Output nothing but the lines from the line with "Target: dark granite countertop" through the end of the listing below, both ends included.

_The data_
|---|
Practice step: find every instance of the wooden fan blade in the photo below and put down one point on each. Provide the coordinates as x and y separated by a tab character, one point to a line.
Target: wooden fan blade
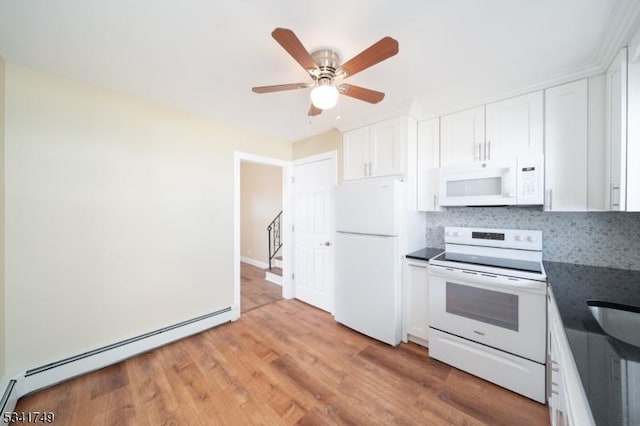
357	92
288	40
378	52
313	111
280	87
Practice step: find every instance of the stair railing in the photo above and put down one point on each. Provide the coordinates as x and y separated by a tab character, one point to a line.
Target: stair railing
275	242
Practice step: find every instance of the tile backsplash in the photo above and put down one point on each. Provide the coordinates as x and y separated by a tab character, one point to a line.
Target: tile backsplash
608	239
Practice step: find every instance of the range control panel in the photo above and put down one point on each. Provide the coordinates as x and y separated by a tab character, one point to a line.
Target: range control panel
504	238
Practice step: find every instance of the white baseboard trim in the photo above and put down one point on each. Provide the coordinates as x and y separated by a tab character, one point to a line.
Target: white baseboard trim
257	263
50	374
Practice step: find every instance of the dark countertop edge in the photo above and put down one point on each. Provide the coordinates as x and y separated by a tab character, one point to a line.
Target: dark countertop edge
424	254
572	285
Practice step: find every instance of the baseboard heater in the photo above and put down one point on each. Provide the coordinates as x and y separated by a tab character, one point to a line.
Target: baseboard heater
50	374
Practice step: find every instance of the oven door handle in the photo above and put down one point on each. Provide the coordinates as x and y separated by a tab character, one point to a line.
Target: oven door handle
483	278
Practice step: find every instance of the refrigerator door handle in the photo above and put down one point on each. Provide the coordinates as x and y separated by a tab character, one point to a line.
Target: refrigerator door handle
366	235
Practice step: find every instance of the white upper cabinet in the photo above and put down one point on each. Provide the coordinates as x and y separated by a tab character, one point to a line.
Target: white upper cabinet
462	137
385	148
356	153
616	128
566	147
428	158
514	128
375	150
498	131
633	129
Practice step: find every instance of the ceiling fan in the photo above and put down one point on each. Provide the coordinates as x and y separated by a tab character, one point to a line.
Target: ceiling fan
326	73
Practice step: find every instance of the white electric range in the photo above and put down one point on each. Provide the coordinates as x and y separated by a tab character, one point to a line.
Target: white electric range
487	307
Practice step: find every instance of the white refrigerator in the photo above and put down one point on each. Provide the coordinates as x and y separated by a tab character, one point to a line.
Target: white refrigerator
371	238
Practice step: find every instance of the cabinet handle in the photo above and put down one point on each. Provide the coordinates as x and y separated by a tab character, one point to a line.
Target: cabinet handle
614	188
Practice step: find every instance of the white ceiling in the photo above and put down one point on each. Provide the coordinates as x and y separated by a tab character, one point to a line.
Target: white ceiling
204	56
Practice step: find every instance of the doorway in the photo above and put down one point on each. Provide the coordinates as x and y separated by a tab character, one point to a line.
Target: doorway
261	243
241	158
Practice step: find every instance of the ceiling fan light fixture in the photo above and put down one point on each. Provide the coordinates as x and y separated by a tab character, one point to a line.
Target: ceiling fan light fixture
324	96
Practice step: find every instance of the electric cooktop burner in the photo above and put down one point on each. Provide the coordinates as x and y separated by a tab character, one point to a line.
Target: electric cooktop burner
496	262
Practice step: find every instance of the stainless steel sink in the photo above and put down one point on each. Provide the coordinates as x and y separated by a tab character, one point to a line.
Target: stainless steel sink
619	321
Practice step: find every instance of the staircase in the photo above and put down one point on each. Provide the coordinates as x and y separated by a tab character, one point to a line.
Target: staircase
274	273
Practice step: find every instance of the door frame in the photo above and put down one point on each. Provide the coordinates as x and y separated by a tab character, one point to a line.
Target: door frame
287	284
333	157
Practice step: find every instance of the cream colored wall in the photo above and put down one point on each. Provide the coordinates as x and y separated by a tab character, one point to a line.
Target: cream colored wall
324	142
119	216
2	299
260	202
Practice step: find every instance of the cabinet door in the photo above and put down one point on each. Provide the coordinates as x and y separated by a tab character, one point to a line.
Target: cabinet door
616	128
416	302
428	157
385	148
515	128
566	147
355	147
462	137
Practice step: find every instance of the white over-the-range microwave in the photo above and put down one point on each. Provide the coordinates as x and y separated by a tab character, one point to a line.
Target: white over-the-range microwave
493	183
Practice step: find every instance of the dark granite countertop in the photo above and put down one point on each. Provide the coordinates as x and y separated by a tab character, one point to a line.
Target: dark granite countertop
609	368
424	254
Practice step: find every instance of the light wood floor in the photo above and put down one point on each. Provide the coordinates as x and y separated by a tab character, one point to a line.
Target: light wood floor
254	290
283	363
|---|
_Written response_
Target: dark granite countertop
609	368
424	254
Practice step: find every instance of the light wood floor in the photo above and put down one point on each. Provide the coordinates as x and y separated by a tab character, one point to a line.
Target: light wood floor
254	290
283	363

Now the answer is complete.